Show every line of the listing below that contains the word "coastal", copied in full.

==================================================

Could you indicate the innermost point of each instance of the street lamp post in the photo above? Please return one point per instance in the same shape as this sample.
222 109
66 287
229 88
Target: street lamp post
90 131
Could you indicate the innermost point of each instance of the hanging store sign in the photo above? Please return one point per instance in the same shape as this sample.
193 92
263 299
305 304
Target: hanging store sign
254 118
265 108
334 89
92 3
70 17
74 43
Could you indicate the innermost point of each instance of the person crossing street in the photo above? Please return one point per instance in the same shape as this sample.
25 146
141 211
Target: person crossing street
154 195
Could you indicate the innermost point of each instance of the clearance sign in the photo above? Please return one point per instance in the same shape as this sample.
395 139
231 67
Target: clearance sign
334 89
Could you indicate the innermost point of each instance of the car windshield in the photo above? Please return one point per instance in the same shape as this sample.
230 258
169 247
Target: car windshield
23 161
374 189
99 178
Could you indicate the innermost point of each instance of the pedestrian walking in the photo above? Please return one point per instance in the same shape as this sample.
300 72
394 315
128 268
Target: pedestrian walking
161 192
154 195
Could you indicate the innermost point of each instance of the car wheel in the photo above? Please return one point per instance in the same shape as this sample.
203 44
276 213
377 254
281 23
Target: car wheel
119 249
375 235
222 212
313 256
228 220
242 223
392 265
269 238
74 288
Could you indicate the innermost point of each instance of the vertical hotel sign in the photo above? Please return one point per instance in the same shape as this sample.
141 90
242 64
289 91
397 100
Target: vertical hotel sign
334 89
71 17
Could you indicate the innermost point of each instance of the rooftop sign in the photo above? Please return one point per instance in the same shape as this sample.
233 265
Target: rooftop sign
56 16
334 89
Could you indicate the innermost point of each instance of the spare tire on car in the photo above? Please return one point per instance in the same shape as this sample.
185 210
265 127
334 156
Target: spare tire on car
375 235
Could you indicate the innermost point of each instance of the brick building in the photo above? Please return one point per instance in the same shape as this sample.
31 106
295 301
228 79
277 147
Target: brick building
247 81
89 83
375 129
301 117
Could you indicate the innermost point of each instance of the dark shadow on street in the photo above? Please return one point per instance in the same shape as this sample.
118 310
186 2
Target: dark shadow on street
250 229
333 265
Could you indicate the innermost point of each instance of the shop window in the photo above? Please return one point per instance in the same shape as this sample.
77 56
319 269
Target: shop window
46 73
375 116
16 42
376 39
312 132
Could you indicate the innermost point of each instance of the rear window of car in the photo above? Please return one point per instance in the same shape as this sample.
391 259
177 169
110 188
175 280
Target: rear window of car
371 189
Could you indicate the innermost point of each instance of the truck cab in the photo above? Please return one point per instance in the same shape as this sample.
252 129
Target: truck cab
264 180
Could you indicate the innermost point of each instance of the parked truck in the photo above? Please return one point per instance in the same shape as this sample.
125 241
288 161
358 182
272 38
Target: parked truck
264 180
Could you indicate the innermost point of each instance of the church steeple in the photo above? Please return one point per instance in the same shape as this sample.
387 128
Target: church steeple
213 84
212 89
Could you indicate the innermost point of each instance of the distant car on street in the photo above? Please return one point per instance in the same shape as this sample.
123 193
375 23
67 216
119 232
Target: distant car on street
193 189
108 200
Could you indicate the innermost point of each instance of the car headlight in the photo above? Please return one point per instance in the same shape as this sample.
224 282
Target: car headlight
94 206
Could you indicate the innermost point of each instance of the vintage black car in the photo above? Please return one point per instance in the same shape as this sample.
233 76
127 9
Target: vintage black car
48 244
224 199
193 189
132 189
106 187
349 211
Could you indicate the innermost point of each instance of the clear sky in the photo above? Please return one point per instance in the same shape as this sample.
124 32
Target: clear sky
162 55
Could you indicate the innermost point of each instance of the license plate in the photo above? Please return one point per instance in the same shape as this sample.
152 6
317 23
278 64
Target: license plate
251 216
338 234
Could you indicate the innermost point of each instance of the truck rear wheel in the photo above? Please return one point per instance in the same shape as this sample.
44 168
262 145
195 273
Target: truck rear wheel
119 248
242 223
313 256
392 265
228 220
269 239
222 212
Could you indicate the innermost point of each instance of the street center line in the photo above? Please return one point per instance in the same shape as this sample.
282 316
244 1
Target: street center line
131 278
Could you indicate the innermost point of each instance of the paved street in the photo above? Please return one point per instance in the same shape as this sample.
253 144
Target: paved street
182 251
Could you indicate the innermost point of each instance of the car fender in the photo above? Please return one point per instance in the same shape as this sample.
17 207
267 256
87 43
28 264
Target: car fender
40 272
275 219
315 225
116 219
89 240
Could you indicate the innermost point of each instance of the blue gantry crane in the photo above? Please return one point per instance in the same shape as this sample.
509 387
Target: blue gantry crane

==================================================

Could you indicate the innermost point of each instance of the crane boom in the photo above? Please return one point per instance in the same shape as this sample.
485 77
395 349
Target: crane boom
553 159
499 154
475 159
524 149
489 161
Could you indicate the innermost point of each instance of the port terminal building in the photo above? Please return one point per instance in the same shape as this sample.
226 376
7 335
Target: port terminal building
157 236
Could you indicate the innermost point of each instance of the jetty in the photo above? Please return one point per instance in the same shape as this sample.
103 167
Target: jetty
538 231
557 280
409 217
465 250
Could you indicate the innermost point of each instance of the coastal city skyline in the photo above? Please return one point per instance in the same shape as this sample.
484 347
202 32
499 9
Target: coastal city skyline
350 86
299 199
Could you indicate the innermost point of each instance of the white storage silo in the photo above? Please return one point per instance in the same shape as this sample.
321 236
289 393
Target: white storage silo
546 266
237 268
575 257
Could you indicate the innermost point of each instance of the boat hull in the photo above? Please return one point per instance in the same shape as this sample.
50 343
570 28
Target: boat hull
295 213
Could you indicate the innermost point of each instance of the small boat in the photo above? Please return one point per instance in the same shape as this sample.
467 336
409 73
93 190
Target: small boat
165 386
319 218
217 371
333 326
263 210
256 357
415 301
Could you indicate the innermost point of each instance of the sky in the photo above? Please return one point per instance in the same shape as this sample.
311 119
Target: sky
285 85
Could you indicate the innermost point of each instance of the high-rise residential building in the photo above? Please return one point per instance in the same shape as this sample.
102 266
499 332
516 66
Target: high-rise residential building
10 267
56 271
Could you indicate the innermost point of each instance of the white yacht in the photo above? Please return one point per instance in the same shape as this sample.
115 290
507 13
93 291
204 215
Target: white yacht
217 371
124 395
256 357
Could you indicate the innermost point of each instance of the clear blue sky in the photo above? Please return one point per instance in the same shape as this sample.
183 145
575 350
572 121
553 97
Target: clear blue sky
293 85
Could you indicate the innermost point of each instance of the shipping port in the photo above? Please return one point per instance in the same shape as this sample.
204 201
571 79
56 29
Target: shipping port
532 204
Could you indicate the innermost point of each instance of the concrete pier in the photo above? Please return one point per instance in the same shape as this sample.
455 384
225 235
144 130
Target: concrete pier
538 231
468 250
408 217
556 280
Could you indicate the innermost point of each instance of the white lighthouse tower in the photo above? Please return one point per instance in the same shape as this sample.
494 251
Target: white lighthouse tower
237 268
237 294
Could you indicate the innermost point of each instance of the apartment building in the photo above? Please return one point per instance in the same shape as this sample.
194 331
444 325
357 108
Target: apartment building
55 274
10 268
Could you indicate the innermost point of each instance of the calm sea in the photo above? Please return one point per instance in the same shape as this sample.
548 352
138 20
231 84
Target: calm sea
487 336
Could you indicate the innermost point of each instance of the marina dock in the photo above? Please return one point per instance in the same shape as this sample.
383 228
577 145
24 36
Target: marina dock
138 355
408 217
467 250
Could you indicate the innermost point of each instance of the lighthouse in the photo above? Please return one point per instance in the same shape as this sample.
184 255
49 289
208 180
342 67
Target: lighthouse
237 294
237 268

==================================================

- [TASK SOLUTION]:
Could you indicate the innermost point of each instance of the coastal city skyline in the photo above? Please return one point per instance in the same shape as this sample.
Target: coastal city skyline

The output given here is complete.